*Dataset extract*.
——

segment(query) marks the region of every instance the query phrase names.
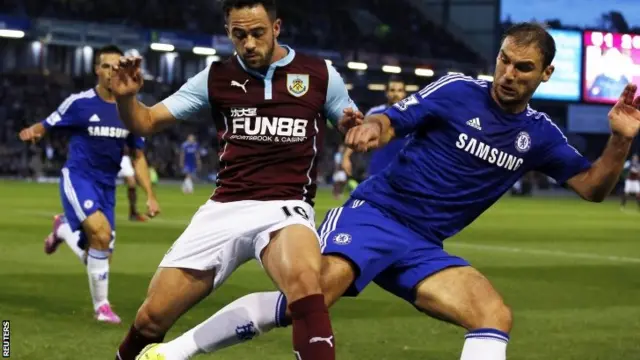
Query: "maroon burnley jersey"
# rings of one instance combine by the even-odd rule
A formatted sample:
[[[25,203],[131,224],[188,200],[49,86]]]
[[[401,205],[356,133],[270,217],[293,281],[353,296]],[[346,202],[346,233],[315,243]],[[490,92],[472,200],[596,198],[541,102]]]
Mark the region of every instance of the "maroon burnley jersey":
[[[344,108],[355,105],[332,66],[287,50],[265,74],[248,69],[235,56],[209,67],[207,105],[220,143],[212,200],[303,200],[313,205],[326,120],[336,121]],[[163,101],[176,118],[201,107],[203,73]]]

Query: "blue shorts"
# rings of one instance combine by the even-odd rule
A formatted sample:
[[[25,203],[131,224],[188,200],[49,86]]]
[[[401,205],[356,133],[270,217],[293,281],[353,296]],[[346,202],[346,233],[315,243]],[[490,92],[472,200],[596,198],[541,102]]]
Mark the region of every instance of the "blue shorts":
[[[186,164],[183,168],[182,168],[182,173],[185,175],[193,175],[196,173],[198,167],[196,165],[193,164]]]
[[[363,200],[349,199],[327,213],[320,225],[324,255],[338,255],[356,266],[356,279],[345,296],[356,296],[371,281],[415,302],[416,286],[449,267],[469,266]]]
[[[69,168],[62,169],[60,178],[60,198],[64,216],[73,231],[81,230],[82,222],[94,212],[100,210],[111,225],[112,237],[115,237],[116,188],[91,180],[86,175],[75,173]],[[86,238],[80,237],[81,248]]]

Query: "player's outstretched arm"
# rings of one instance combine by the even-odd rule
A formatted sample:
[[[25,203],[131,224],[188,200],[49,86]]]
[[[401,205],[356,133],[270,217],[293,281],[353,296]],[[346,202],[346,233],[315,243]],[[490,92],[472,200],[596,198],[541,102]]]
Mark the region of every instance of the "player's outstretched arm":
[[[24,128],[20,131],[19,137],[21,141],[27,142],[36,142],[40,140],[45,134],[47,130],[45,129],[42,123],[36,123],[28,128]]]
[[[384,146],[395,136],[391,119],[385,114],[369,115],[362,125],[351,128],[344,143],[355,151],[367,151]]]
[[[342,153],[342,164],[340,164],[340,166],[342,166],[342,170],[344,170],[349,176],[353,175],[353,164],[351,163],[352,154],[353,149],[348,147],[344,148],[344,152]]]
[[[147,136],[171,125],[176,118],[163,104],[147,107],[136,95],[144,79],[139,56],[123,56],[111,74],[111,91],[116,97],[118,113],[125,126],[136,135]]]
[[[151,178],[149,177],[149,164],[147,158],[144,155],[144,151],[136,149],[135,157],[133,159],[133,167],[136,170],[136,179],[138,183],[147,194],[147,210],[148,215],[153,217],[160,213],[160,205],[156,199],[156,195],[153,192],[151,186]]]
[[[640,97],[635,97],[636,90],[636,85],[627,85],[609,112],[611,137],[600,158],[591,168],[567,181],[586,200],[603,201],[620,178],[633,139],[640,130]]]
[[[162,103],[147,107],[135,96],[118,97],[116,103],[120,119],[136,135],[149,136],[176,122],[176,118]]]

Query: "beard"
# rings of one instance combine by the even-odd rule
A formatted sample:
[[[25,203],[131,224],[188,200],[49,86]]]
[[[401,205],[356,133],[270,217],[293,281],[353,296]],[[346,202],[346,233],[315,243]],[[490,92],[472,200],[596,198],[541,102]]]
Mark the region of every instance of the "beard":
[[[263,70],[266,70],[271,65],[271,61],[273,60],[273,53],[275,52],[275,41],[276,41],[276,37],[273,36],[271,38],[271,44],[269,44],[269,48],[267,49],[267,52],[264,54],[264,57],[262,59],[259,59],[258,64],[250,67],[252,67],[254,70],[262,72]],[[244,61],[245,64],[247,65],[250,64],[246,58],[243,58],[242,60]]]

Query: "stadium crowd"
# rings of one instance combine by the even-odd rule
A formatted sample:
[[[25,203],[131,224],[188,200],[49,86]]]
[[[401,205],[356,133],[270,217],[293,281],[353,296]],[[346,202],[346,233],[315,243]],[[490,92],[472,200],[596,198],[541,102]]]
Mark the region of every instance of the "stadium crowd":
[[[57,177],[67,158],[64,133],[47,136],[37,144],[22,143],[20,129],[45,119],[70,94],[90,87],[88,79],[73,79],[64,74],[41,72],[11,73],[0,82],[0,176]],[[141,100],[154,104],[176,89],[148,82]],[[147,139],[146,155],[162,178],[179,178],[180,144],[188,134],[196,134],[200,144],[202,178],[213,179],[218,169],[216,129],[204,113],[179,126]],[[321,176],[332,174],[333,152],[340,135],[330,132],[326,137],[325,156],[321,161]]]

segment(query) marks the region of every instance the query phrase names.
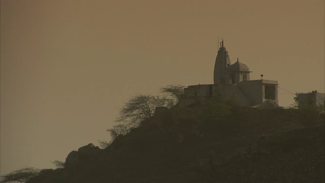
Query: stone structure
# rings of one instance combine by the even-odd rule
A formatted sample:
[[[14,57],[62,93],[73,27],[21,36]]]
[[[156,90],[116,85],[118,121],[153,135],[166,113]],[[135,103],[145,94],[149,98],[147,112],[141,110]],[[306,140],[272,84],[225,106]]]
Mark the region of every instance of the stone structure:
[[[264,79],[250,80],[250,72],[248,67],[239,62],[238,58],[237,62],[231,65],[222,41],[215,60],[214,84],[188,86],[184,89],[185,101],[188,103],[190,99],[217,97],[233,100],[242,106],[277,106],[278,82]]]
[[[325,94],[313,91],[308,94],[299,94],[297,95],[299,107],[306,105],[324,106],[325,104]]]

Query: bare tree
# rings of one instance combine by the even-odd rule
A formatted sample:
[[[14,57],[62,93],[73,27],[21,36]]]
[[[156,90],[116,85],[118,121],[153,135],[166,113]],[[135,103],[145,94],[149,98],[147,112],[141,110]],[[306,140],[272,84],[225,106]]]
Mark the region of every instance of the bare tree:
[[[150,119],[156,107],[165,106],[168,101],[165,97],[149,94],[132,96],[119,111],[117,122],[131,126],[137,126],[145,119]]]
[[[14,171],[1,176],[1,182],[25,183],[29,178],[37,176],[40,170],[33,167],[25,167]]]
[[[161,93],[171,95],[176,101],[176,102],[178,102],[184,98],[184,86],[180,84],[172,84],[161,87],[160,88],[160,90]]]
[[[107,130],[111,133],[112,140],[118,135],[124,135],[132,129],[139,127],[141,121],[150,119],[156,107],[166,106],[170,101],[166,96],[137,94],[131,97],[120,109],[115,125]]]

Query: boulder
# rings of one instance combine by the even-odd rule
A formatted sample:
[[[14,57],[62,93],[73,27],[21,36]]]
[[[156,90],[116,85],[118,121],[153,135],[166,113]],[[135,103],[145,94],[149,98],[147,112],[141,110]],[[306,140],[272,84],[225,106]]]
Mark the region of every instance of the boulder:
[[[76,150],[73,150],[66,158],[66,166],[70,166],[71,165],[74,164],[78,160],[79,154]]]
[[[87,145],[85,145],[78,149],[78,151],[82,154],[94,153],[100,150],[100,149],[99,146],[95,146],[94,144],[90,143]]]

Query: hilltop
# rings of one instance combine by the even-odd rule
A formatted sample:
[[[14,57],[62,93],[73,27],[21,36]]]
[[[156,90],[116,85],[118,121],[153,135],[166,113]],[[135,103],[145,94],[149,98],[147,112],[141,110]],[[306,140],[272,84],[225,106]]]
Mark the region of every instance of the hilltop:
[[[157,108],[106,149],[73,151],[64,168],[27,183],[324,182],[322,115],[225,103]]]

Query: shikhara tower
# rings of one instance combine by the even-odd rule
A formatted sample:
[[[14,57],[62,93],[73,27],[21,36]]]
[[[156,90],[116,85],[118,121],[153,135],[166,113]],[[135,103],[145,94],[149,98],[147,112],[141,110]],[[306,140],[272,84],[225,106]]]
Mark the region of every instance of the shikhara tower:
[[[222,40],[215,59],[213,84],[188,86],[184,89],[185,100],[180,101],[178,105],[186,106],[196,102],[199,98],[216,97],[233,101],[241,106],[278,106],[278,81],[250,80],[250,72],[247,66],[239,62],[238,58],[236,63],[231,64]]]
[[[220,47],[218,51],[217,57],[215,59],[214,71],[213,72],[213,83],[229,84],[226,81],[228,78],[226,69],[230,66],[230,58],[228,52],[223,47],[223,40],[220,43]]]

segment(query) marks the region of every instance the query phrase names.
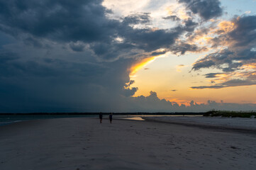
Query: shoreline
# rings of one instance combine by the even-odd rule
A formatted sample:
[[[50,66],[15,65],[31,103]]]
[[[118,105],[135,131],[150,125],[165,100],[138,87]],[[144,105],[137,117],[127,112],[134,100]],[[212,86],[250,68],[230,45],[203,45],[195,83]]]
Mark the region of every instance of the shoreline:
[[[232,126],[223,126],[223,125],[207,125],[204,123],[187,123],[187,122],[182,122],[179,120],[160,120],[152,118],[150,117],[145,117],[143,118],[146,121],[151,121],[151,122],[158,122],[162,123],[170,123],[174,125],[184,125],[184,126],[190,126],[190,127],[195,127],[195,128],[208,128],[208,129],[214,129],[214,130],[235,130],[240,132],[248,132],[248,133],[255,133],[256,134],[256,128],[251,129],[247,128],[246,127],[232,127]]]
[[[253,169],[255,134],[152,121],[60,118],[0,127],[0,169]]]

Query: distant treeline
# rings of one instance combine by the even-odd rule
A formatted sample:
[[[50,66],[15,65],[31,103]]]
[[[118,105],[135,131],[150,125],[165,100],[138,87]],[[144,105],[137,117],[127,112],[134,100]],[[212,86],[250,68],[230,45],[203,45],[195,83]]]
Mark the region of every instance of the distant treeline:
[[[236,111],[225,111],[225,110],[211,110],[204,113],[204,116],[221,116],[228,118],[255,118],[256,112],[236,112]]]
[[[99,115],[100,113],[2,113],[0,115]],[[108,115],[111,113],[101,113]],[[113,113],[114,115],[204,115],[204,113]]]

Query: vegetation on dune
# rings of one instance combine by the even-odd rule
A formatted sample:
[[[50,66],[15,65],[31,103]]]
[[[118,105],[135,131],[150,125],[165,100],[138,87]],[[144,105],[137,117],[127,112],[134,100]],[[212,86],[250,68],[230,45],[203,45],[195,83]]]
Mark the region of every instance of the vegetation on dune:
[[[256,112],[236,112],[225,110],[211,110],[204,113],[204,116],[221,116],[228,118],[253,118],[256,117]]]

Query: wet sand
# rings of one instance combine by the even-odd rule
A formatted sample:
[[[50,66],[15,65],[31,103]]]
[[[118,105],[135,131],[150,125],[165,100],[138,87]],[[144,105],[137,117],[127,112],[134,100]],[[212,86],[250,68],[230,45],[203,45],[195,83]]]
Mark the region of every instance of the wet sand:
[[[0,169],[255,169],[256,132],[62,118],[0,127]]]

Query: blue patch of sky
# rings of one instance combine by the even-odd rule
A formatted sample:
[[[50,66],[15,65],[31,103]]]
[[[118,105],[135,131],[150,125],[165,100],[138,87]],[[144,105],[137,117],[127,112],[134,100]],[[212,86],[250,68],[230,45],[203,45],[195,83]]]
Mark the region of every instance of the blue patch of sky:
[[[224,15],[225,19],[229,19],[234,16],[241,16],[246,14],[245,12],[250,11],[247,15],[255,15],[256,1],[255,0],[222,0],[221,6],[224,7],[224,12],[227,12],[227,15]]]

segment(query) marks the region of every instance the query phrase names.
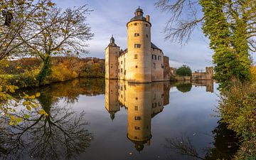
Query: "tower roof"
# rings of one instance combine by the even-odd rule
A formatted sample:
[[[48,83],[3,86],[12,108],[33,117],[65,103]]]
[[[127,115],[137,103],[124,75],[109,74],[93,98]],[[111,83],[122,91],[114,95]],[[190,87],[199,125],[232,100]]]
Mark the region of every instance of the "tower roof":
[[[151,43],[151,48],[157,50],[161,50],[159,48],[158,48],[156,45],[154,45],[153,43]]]
[[[113,35],[112,36],[112,37],[110,38],[110,44],[108,45],[109,46],[114,46],[116,47],[117,46],[115,43],[114,43],[114,38],[113,37]]]
[[[146,18],[143,16],[143,10],[139,8],[137,9],[135,12],[134,12],[134,14],[135,14],[135,16],[134,18],[132,18],[130,21],[134,21],[134,20],[144,20],[144,21],[146,21]]]

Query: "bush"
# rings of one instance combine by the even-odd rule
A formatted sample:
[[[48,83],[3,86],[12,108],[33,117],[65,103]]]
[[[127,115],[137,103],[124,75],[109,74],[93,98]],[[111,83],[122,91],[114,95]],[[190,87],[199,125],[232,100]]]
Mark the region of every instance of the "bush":
[[[224,91],[220,112],[228,129],[237,132],[242,144],[238,159],[256,159],[256,82],[237,85]]]
[[[191,76],[192,71],[187,65],[182,65],[176,70],[176,74],[180,76]]]

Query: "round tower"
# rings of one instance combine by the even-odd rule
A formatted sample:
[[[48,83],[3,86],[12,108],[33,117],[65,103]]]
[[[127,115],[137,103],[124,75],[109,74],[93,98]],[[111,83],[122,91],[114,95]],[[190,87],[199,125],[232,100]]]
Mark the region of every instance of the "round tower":
[[[151,82],[151,26],[149,16],[143,16],[139,6],[127,24],[128,55],[127,80],[130,82]]]

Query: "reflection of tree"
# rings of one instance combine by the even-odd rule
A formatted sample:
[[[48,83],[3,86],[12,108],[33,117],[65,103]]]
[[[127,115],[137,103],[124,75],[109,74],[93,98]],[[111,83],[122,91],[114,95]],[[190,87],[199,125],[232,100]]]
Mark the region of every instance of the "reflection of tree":
[[[214,146],[203,149],[206,151],[203,156],[198,154],[188,137],[167,138],[164,147],[189,159],[232,159],[239,148],[238,139],[236,138],[235,133],[228,129],[225,124],[220,121],[218,124],[219,125],[212,132],[214,135]],[[168,155],[167,159],[174,159],[171,155]]]
[[[187,92],[191,90],[192,83],[180,83],[176,85],[176,88],[181,92]]]
[[[18,94],[23,92],[24,90],[18,90],[16,93],[16,97],[18,98]],[[68,104],[74,104],[80,95],[95,96],[105,94],[105,79],[80,78],[25,90],[28,95],[34,95],[38,92],[45,95],[44,97],[39,97],[39,99],[46,98],[41,101],[41,103],[49,103],[50,101],[54,102],[63,99]],[[46,95],[49,97],[46,97]]]
[[[92,137],[86,129],[84,112],[77,114],[70,107],[58,106],[59,97],[55,95],[47,90],[38,99],[48,116],[35,112],[27,117],[21,111],[16,116],[23,123],[14,127],[2,123],[5,129],[0,132],[0,153],[4,156],[0,158],[26,159],[29,155],[36,159],[70,159],[85,151]]]
[[[190,159],[203,159],[199,156],[188,137],[186,138],[181,137],[180,139],[168,138],[166,141],[166,149],[176,151],[180,155],[188,156]],[[171,155],[168,155],[168,159],[173,159],[173,158]]]

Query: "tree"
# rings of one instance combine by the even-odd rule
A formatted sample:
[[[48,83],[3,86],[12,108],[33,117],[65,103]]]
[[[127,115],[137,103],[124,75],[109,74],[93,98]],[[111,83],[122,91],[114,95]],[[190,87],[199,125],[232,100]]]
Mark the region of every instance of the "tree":
[[[86,5],[63,11],[53,7],[36,16],[26,31],[19,35],[21,39],[40,33],[35,38],[26,41],[23,52],[40,57],[43,66],[39,73],[39,82],[50,75],[50,57],[56,54],[66,56],[86,53],[86,41],[93,36],[86,21],[86,14],[90,10]],[[49,26],[47,27],[46,26]]]
[[[38,33],[21,41],[18,35],[35,18],[36,13],[43,13],[55,4],[50,0],[2,0],[0,2],[0,60],[17,53],[24,41],[33,39]],[[48,27],[48,26],[46,26]]]
[[[196,26],[210,39],[215,79],[220,88],[250,80],[250,54],[256,43],[256,6],[253,0],[159,0],[156,6],[171,11],[164,29],[166,38],[182,43]],[[201,12],[198,12],[201,10]],[[184,18],[184,17],[188,17]]]
[[[180,76],[191,76],[192,71],[187,65],[182,65],[176,70],[176,74]]]

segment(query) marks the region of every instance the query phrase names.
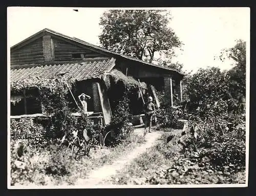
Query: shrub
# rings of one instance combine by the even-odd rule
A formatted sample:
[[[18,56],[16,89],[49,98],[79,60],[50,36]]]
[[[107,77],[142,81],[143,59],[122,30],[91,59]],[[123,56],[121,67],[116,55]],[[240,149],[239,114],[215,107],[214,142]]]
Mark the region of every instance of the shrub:
[[[129,110],[130,100],[127,93],[119,100],[113,113],[110,124],[105,127],[105,133],[112,132],[106,138],[106,144],[115,145],[123,141],[133,131],[132,126],[129,125],[131,115]]]
[[[32,118],[12,120],[10,128],[12,140],[22,140],[26,145],[35,148],[44,147],[48,144],[49,137],[46,129],[42,125],[34,123]]]

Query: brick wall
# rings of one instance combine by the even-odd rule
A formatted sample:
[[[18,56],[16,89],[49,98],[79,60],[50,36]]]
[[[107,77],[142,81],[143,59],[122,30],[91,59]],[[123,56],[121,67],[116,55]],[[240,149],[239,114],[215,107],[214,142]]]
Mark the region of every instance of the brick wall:
[[[50,35],[45,35],[42,37],[42,48],[46,61],[50,61],[52,60],[51,39]]]

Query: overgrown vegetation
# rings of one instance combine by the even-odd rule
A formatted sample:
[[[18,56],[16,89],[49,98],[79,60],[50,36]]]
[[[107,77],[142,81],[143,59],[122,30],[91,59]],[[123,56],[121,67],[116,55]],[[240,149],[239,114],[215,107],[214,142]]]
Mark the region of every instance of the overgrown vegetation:
[[[109,181],[115,184],[245,183],[245,42],[239,40],[233,48],[225,50],[236,62],[229,71],[209,68],[187,76],[181,116],[176,109],[163,105],[164,109],[157,115],[161,129],[166,127],[169,132],[163,134],[162,142]],[[188,132],[170,132],[180,117],[188,120]]]
[[[72,182],[70,179],[74,176],[74,171],[84,167],[80,162],[78,163],[79,161],[87,161],[88,167],[85,167],[88,171],[91,169],[90,167],[99,166],[100,163],[103,163],[104,162],[101,161],[96,163],[96,159],[100,157],[92,159],[91,156],[95,153],[93,149],[98,149],[100,135],[105,136],[109,127],[104,129],[98,125],[94,125],[83,113],[80,117],[71,115],[67,100],[67,94],[69,93],[68,86],[70,87],[72,83],[68,83],[59,77],[52,79],[28,78],[11,84],[13,94],[22,92],[24,89],[37,88],[40,92],[39,99],[42,104],[42,113],[48,117],[42,121],[37,118],[11,120],[12,185],[28,183],[45,185],[53,182],[58,184],[58,181],[63,182],[63,179],[70,181],[68,183],[72,184],[75,182],[74,181]],[[132,129],[127,124],[129,118],[126,110],[127,101],[125,97],[119,100],[117,109],[113,112],[113,119],[110,126],[113,134],[109,134],[111,137],[106,141],[107,145],[115,146],[122,142],[126,146],[131,144],[131,149],[132,149],[135,143],[142,141],[135,139],[131,134]],[[81,160],[76,161],[73,158],[76,153],[74,149],[76,147],[78,149],[83,142],[92,145],[91,148],[92,154],[84,154],[90,156],[83,157]],[[122,150],[129,150],[124,148],[119,149],[119,154]],[[118,154],[108,155],[107,159],[111,161]],[[95,166],[88,164],[89,161]],[[83,171],[85,172],[85,170]],[[38,179],[39,177],[41,179]],[[46,178],[48,180],[46,180]]]

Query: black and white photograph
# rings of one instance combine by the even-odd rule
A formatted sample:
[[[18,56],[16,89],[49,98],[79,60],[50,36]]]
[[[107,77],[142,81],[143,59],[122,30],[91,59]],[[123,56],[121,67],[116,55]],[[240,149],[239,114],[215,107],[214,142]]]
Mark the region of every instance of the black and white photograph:
[[[8,7],[8,189],[247,187],[250,23]]]

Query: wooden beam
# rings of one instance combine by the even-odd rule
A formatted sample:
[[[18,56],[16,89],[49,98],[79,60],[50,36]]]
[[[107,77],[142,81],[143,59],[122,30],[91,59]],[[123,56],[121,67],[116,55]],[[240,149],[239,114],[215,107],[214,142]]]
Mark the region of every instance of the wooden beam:
[[[180,80],[180,101],[182,102],[182,81]]]
[[[25,114],[28,114],[27,110],[27,98],[26,97],[26,89],[23,90],[23,95],[24,96],[24,111]]]
[[[152,93],[153,93],[154,97],[155,98],[155,100],[156,100],[157,106],[159,108],[160,107],[160,103],[159,103],[159,101],[158,101],[158,98],[157,98],[157,94],[156,94],[156,91],[155,90],[155,88],[152,85],[150,85],[150,88],[151,88],[151,91],[152,91]]]
[[[174,101],[173,99],[173,79],[170,78],[170,105],[172,107],[174,106]]]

——

*Direction*.
In the entries above, put everything from the line containing "Query: overgrown vegetation" down to the line containing "Mark the region of every instance of the overgrown", both included, into a Markdown table. Use the columns Row and Line, number each line, and leave out blank lines.

*Expected answer*.
| Row | Line |
|---|---|
| 1 | Query: overgrown vegetation |
| 2 | # rings of one instance combine by the even-odd rule |
| 3 | A formatted sample: |
| 4 | [[[18,56],[16,89],[49,98],[79,60],[50,36]]] |
| 5 | [[[107,77],[142,81],[143,59],[122,30],[91,59]],[[123,56],[121,67],[116,55]],[[240,149],[239,114],[215,107],[214,142]]] |
| 6 | Mark the region of every instance of the overgrown vegetation: |